(Exercise text Opens)

H3Africa PI: Dr. Elizabeth Mayne
Institution: University of Cape Town
Project Affiliation: Establishment of an H3Africa Biorepository at Clinical Laboratory Services
Background: Inborn errors of immunity (IEIs) or primary immunodeficiency diseases, are disorders caused by genetic defects affecting immune function. The prevalence of IEI both globally, and in South Africa, is still poorly understood for several reasons including underdiagnosis, under-reporting, and lack of awareness among physicians. Currently, the South African Primary Immunodeficiency Registry (SAPIDR), has approximately 396 participants registered. Although IEI are considered rare, systematic reviews of IEI registries suggested that certain IEI may be present in as many as 1:5000 to 1:1000 live births. Antibody deficiencies are considered the commonest of the IEI. South Africa also has a high prevalence of Human Immunodeficiency Virus (HIV) infection and even in infants who are exposed but uninfected, immunity may be compromised. In South Africa there are about 3.8 million people living with HIV (PLWH). With these stats it is logical to assume that there are several PLWH that also have IEI. In PLWH, other causes of immunodeficiency are typically not considered and the prevalence of coexistent IEI in PLWH is unknown. It is likely, however, that in these individuals, the immunodeficiency will be synergistic resulting in poorer outcomes.

(Exercise text Closes)

# Instructions to follow
Continue the project background on inborn errors of immunity and HIV in South Africa from the point where it stops.

(Entries provided Opens)

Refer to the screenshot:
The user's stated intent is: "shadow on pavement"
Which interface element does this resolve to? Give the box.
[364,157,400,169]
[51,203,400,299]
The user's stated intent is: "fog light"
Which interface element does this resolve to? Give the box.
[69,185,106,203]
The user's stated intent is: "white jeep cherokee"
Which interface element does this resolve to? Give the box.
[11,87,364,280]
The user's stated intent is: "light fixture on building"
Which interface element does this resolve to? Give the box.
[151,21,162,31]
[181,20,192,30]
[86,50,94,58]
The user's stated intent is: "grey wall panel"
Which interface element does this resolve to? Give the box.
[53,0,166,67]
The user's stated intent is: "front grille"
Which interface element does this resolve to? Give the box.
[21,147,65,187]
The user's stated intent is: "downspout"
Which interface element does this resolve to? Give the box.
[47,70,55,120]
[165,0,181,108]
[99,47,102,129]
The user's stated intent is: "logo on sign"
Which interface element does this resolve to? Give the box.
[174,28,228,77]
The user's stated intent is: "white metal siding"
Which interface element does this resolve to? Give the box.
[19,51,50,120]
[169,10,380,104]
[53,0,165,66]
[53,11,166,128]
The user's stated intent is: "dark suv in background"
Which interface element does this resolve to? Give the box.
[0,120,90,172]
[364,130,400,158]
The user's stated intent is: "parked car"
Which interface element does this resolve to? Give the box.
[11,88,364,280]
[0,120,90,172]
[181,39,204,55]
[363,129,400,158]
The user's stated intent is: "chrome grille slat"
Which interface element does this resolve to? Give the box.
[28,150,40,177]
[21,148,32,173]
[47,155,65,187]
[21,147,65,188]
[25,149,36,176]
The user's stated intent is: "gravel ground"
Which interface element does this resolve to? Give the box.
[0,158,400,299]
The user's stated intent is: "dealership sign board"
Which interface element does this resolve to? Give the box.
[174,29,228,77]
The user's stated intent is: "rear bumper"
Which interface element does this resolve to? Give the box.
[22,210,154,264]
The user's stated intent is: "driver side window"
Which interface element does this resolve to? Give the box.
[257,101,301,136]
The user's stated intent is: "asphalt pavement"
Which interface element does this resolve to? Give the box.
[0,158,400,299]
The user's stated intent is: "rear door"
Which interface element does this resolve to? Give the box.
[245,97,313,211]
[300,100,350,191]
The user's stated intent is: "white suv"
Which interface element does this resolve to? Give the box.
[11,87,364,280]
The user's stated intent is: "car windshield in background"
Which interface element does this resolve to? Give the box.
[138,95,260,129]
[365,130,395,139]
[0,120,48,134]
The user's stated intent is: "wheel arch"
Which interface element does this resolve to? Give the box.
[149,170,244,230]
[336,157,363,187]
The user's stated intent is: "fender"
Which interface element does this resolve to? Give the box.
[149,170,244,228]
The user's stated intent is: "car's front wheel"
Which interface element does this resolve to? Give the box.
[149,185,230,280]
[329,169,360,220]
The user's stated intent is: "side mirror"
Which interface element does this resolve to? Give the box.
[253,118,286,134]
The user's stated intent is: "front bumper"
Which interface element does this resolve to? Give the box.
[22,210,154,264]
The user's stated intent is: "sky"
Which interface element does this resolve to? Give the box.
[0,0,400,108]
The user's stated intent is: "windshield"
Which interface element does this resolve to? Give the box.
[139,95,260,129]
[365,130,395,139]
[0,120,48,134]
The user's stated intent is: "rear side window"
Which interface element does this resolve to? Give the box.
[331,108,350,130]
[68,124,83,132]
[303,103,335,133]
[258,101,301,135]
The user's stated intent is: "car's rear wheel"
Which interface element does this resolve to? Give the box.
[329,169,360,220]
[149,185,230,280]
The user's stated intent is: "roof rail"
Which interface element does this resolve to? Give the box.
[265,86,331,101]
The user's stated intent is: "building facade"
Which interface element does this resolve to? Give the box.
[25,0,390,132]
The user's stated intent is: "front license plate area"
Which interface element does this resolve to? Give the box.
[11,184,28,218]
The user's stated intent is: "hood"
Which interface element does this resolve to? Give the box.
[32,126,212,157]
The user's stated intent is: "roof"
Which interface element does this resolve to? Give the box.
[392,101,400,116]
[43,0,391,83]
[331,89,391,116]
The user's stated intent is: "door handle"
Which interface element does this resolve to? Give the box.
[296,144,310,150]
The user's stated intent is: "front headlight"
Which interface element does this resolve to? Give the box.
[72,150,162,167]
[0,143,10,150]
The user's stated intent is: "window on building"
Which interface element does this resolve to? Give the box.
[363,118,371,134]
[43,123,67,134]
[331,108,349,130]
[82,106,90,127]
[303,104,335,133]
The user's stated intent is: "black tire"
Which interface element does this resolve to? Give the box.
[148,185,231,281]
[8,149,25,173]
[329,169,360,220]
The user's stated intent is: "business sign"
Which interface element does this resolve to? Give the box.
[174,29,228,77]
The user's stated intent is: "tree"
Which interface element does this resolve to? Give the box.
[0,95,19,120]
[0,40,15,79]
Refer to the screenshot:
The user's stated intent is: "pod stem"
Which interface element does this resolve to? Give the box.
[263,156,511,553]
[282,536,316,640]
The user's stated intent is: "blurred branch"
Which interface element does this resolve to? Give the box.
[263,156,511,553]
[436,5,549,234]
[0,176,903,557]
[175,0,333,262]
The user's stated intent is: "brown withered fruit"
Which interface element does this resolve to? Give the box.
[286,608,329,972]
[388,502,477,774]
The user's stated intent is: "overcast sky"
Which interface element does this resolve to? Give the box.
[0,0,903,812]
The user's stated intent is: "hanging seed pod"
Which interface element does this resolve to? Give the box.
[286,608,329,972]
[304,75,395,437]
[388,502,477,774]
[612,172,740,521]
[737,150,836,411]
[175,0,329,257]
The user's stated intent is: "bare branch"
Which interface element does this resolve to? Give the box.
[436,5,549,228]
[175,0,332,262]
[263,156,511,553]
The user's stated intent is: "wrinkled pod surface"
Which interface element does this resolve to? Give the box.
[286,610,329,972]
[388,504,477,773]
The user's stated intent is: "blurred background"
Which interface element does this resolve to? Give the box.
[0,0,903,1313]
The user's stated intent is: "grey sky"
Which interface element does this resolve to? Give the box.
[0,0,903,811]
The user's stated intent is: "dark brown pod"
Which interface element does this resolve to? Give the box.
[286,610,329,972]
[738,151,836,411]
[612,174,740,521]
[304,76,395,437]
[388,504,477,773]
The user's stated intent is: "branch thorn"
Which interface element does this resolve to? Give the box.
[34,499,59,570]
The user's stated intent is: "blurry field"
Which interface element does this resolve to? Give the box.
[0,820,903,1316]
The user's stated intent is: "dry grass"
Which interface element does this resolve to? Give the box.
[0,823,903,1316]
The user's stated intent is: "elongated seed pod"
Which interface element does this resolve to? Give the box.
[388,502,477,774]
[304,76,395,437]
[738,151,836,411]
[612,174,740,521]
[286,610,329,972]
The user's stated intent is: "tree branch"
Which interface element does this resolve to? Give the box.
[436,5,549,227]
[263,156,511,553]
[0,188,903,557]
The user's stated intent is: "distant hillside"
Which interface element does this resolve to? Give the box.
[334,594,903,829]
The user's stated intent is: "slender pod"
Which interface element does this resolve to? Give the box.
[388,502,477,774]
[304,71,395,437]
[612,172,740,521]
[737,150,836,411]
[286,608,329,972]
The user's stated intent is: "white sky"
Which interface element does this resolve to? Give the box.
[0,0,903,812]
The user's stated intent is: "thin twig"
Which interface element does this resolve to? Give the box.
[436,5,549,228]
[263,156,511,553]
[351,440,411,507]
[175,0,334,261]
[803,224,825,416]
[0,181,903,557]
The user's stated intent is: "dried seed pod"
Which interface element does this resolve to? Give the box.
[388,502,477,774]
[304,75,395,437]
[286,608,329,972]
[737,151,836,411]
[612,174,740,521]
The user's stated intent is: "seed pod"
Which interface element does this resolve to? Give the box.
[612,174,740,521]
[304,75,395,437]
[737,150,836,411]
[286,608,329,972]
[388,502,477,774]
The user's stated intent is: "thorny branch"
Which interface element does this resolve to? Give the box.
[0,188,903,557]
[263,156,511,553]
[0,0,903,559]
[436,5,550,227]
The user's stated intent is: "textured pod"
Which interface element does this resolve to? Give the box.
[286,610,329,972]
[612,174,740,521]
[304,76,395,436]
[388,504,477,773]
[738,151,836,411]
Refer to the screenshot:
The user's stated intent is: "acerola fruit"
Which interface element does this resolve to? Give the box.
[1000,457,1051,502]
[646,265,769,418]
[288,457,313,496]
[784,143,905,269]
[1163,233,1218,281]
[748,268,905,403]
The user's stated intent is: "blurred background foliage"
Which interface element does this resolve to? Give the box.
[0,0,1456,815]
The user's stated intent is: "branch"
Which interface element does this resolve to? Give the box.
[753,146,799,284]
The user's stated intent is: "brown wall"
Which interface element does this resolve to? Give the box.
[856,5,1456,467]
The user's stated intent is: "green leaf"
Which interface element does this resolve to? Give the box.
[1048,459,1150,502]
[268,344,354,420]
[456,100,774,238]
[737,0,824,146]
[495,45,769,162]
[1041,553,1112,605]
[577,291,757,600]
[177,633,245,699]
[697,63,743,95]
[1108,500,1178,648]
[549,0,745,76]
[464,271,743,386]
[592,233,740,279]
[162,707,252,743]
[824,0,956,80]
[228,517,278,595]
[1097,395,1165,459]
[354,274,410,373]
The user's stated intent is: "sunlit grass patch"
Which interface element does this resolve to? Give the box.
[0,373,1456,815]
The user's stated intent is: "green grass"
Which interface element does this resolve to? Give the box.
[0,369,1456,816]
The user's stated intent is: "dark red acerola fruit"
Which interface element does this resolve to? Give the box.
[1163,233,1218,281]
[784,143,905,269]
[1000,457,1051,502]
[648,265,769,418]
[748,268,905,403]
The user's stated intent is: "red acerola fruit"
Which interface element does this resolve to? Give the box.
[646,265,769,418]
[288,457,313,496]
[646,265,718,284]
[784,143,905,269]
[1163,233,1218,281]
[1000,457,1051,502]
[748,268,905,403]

(Entries provided Closes)

# Reply to the exercise
Aims and Objectives: The aim is to look at the prevalence of IEI in people living with HIV. To achieve the aim using appropriate tools, mutations in genes associated with IEI will be identified from Whole genome sequencing (WGS) data from PLWH.
Methods: WGS data of PLWH will be selected from the H3A data Archive following an application to the Data and biospecimen access committee. Alignment and variant calling will be performed using Burrows-Wheeler Aligner (BWA) software. Annotation and variant prioritization will be performed using an appropriate tool in consultation with bioinformatics expert. By focusing on genes associated with inborn errors of immunity, gene defects causing specific IEI will be identified. Participants with the gene defects will be diagnosed with IEI of immunity depending on the inheritance patterns. The initial project will consider only genes associated with non-adult and adult onset of humoral IEIs. Following identification, permission will be sought to retrieve relevant clinical data. Biostatistician will be consulted to assist with analysis.